PROBLEM:
Copy out the rows from the line holding "Locate the green" through the last row, inclusive, keeping the requests and adding 15 to every coordinate in the answers. Leave the pictures out.

(Stored data entries)
== == ==
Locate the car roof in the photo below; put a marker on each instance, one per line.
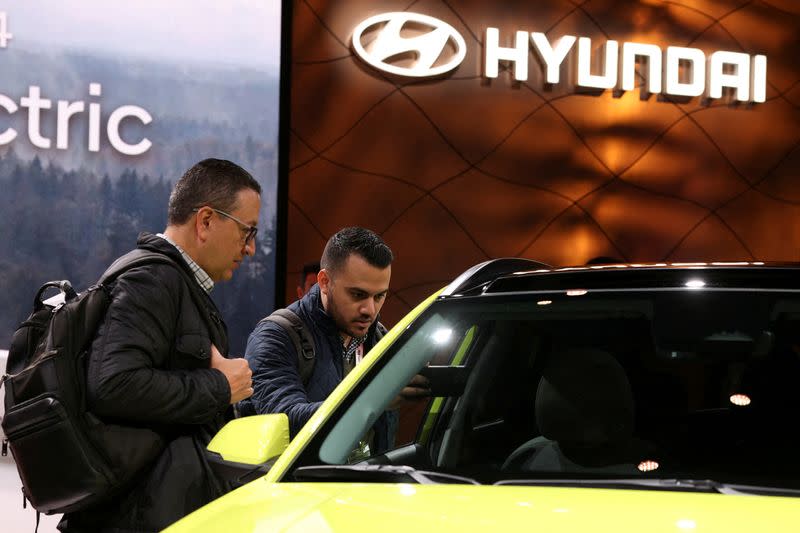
(515, 275)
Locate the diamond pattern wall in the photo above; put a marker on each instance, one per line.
(459, 169)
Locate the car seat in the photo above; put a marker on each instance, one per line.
(585, 413)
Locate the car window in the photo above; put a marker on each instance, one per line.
(656, 383)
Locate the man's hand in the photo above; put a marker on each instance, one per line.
(237, 372)
(417, 388)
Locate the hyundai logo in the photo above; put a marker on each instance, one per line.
(409, 44)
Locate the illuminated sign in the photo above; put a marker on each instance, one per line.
(414, 45)
(430, 46)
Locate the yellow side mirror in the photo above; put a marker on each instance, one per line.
(252, 440)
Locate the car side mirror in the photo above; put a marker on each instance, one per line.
(246, 448)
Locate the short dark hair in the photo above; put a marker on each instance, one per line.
(308, 268)
(355, 240)
(212, 182)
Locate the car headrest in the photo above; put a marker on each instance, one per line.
(584, 399)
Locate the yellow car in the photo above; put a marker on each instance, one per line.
(603, 398)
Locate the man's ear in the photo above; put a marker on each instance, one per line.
(324, 281)
(202, 223)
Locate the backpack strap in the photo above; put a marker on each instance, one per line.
(301, 338)
(139, 257)
(136, 258)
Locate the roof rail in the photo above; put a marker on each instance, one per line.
(487, 271)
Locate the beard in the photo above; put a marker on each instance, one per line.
(341, 321)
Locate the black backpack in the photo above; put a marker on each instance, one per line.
(301, 338)
(62, 468)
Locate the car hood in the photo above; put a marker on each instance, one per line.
(267, 506)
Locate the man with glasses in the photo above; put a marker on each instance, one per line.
(159, 377)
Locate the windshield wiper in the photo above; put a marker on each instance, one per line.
(367, 473)
(696, 485)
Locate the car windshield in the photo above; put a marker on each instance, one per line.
(651, 384)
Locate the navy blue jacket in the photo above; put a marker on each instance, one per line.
(273, 359)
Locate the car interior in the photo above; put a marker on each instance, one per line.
(632, 385)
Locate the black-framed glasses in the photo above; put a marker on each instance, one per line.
(251, 231)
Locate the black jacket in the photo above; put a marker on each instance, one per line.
(272, 356)
(156, 400)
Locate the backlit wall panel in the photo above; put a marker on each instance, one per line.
(461, 168)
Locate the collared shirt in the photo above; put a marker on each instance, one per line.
(350, 355)
(200, 275)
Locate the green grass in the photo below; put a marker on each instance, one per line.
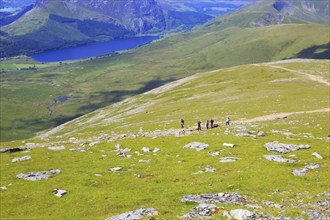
(241, 92)
(97, 82)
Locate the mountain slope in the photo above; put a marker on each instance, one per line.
(140, 138)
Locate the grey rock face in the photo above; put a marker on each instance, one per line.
(136, 214)
(303, 171)
(242, 214)
(284, 148)
(59, 192)
(18, 159)
(279, 159)
(201, 211)
(57, 148)
(228, 159)
(39, 175)
(225, 198)
(197, 146)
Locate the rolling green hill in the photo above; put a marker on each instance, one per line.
(40, 96)
(287, 100)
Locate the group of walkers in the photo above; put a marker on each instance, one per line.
(208, 124)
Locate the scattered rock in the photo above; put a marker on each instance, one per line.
(57, 148)
(78, 149)
(225, 198)
(318, 156)
(214, 154)
(136, 214)
(39, 175)
(202, 211)
(279, 159)
(144, 161)
(12, 150)
(59, 192)
(303, 171)
(284, 148)
(261, 134)
(228, 159)
(18, 159)
(116, 169)
(197, 146)
(228, 145)
(242, 214)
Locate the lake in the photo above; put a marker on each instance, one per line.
(92, 50)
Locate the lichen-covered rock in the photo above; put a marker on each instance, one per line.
(201, 211)
(303, 171)
(198, 146)
(136, 214)
(39, 175)
(279, 159)
(284, 148)
(225, 198)
(18, 159)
== == ==
RESPONSE TO THE TASK:
Locate the green grass in the photo below; put a marker on each instance, one per line.
(256, 107)
(112, 97)
Locate the mountain slope in the photo above; put a marker on each instance, one per line.
(155, 153)
Locate the grey rock face in the photo above; put a marker on each instance, one per line.
(151, 229)
(318, 186)
(257, 229)
(299, 163)
(74, 207)
(33, 174)
(294, 174)
(216, 226)
(72, 163)
(243, 174)
(54, 190)
(240, 213)
(212, 161)
Locate the rolling green hill in the photo above; put a marker on each instance, one per line.
(55, 111)
(302, 115)
Locate the group of walkers in the photo above; put a marker on each instance, one per line.
(223, 139)
Locate the scattered rock in the photo above; put a marker on each instance, one per line.
(72, 163)
(93, 164)
(240, 213)
(333, 171)
(229, 169)
(151, 229)
(54, 190)
(217, 226)
(294, 174)
(159, 176)
(27, 165)
(74, 207)
(318, 186)
(299, 163)
(276, 149)
(243, 174)
(33, 174)
(131, 184)
(212, 161)
(243, 160)
(257, 229)
Locate the lake in the photo above; put a marker on each instance, one per line.
(107, 65)
Locate the lichen-covered rock in the photo above; put a marker on each instance, one per line.
(216, 226)
(318, 186)
(213, 161)
(151, 229)
(54, 190)
(294, 174)
(299, 163)
(240, 213)
(33, 174)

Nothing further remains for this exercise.